* [What you are asked to do]
Starting with the line that contains "[pin] man's chin", set down each line through the end of the entries below, exactly and with nothing added.
## Begin
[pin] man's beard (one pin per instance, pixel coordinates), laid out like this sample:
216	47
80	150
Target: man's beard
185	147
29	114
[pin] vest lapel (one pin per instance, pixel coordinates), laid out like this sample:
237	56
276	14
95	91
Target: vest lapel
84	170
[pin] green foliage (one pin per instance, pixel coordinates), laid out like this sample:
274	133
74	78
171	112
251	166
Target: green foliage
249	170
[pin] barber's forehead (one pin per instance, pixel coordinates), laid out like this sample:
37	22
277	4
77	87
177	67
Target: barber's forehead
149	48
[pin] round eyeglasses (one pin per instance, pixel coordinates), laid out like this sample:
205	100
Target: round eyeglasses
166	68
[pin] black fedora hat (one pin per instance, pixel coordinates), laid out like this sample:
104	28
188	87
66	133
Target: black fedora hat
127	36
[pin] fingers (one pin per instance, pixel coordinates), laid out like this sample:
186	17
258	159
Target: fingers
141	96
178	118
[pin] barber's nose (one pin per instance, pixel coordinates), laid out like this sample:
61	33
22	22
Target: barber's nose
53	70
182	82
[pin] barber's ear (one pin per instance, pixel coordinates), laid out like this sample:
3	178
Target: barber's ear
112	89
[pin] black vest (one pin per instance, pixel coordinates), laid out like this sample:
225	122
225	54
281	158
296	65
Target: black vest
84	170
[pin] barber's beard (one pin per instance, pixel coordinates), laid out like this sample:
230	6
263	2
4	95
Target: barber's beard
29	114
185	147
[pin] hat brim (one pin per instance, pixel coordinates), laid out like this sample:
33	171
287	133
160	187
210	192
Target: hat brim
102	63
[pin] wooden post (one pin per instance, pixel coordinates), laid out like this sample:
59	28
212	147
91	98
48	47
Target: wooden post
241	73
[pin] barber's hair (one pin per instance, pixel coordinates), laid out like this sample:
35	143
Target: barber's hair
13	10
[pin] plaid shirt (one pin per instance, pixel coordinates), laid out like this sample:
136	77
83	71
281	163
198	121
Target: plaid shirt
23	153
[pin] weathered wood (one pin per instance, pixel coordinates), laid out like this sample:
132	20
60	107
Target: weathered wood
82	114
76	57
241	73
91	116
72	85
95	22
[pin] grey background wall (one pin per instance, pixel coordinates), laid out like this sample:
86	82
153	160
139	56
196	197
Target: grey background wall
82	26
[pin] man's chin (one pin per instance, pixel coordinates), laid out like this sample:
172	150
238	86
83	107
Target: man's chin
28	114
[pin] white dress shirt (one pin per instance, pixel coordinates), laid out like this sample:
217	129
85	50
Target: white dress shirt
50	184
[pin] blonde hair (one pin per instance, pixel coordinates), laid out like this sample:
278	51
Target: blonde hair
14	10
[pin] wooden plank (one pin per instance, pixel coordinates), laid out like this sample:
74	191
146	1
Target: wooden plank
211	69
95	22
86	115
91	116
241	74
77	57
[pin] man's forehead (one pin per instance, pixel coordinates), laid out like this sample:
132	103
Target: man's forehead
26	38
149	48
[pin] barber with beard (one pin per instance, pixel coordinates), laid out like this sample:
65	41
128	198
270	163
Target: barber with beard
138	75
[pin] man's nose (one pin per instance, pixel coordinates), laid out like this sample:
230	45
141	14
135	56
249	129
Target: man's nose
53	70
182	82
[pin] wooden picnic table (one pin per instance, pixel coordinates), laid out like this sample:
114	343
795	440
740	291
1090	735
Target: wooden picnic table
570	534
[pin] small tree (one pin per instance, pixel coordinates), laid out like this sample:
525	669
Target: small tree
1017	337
## End
* [Answer to the problem]
[pin] man's chin (one pin per instance, pixel coordinates), laid out like this sample:
172	150
238	86
83	107
Target: man's chin
28	114
[pin] white dress shirt (one pin per instance, pixel coordinates), laid out like this sample:
217	129
85	50
Target: white dress shirt
50	184
[pin] blonde hair (one pin per instance, pixel coordinates), laid out like this sample:
278	51
Target: blonde hair
14	10
[pin] wooden plank (one pin per instance, pixel coordinates), laid out like this sample:
74	191
146	1
Target: wooden plank
211	69
95	22
86	115
91	116
241	74
77	57
[pin] man's forehead (one pin per instance, pixel coordinates), laid out like this sample:
132	103
Target: man's forehead
26	38
149	48
[pin] barber with beard (one pin per instance, pixel coordinates), laid out like this sample:
65	41
128	198
270	163
Target: barber with beard
138	75
[pin] man's nose (one pin per instance, pixel coordinates), laid out like this sample:
230	45
141	14
135	56
249	129
Target: man's nose
53	70
182	82
[pin] wooden picnic table (one pin per instance, pixel coordinates), laid out like this sample:
114	343
795	440
740	291
1090	735
Target: wooden picnic table
570	534
[pin] small tree (one pin per instance, pixel coordinates), laid out like this sample:
525	669
Target: small tree
1017	337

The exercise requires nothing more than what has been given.